— start —

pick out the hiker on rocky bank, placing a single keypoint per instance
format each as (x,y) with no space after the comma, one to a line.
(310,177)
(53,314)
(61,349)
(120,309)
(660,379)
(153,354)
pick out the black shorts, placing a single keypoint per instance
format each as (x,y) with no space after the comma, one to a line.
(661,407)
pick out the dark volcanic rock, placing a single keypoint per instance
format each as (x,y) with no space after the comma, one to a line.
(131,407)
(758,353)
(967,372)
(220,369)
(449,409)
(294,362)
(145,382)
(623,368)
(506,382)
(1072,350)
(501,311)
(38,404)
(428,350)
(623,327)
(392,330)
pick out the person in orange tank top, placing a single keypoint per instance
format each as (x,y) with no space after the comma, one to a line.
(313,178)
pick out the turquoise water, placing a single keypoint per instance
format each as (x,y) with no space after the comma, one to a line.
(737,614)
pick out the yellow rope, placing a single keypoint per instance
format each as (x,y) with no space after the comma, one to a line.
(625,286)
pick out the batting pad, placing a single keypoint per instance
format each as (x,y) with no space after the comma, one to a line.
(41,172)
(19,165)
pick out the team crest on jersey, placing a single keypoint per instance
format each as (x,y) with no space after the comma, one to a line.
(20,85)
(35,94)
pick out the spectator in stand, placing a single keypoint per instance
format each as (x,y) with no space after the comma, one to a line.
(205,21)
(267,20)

— end —
— start —

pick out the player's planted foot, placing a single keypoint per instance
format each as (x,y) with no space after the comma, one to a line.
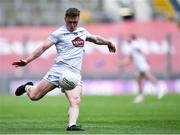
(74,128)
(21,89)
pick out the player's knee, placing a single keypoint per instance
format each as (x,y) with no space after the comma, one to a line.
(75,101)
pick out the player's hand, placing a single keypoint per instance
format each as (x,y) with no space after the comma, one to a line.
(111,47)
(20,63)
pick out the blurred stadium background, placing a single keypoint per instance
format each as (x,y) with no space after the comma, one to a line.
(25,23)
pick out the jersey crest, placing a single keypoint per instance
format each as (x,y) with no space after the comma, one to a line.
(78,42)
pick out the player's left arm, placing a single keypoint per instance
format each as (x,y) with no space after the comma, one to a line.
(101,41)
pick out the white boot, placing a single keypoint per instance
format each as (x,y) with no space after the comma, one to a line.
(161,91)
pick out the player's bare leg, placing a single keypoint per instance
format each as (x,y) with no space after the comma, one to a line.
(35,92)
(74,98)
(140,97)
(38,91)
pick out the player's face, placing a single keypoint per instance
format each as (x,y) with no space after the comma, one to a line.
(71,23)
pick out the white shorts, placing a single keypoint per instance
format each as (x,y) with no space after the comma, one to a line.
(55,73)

— end —

• [What you need to do]:
Find each line in the records above that contains the string "jersey", and copy those lines out. Case counts.

• [Response to this exercise]:
pick out the team crest on jersey, placing a single keypoint per instance
pick out the jersey crest, placing a single keypoint per instance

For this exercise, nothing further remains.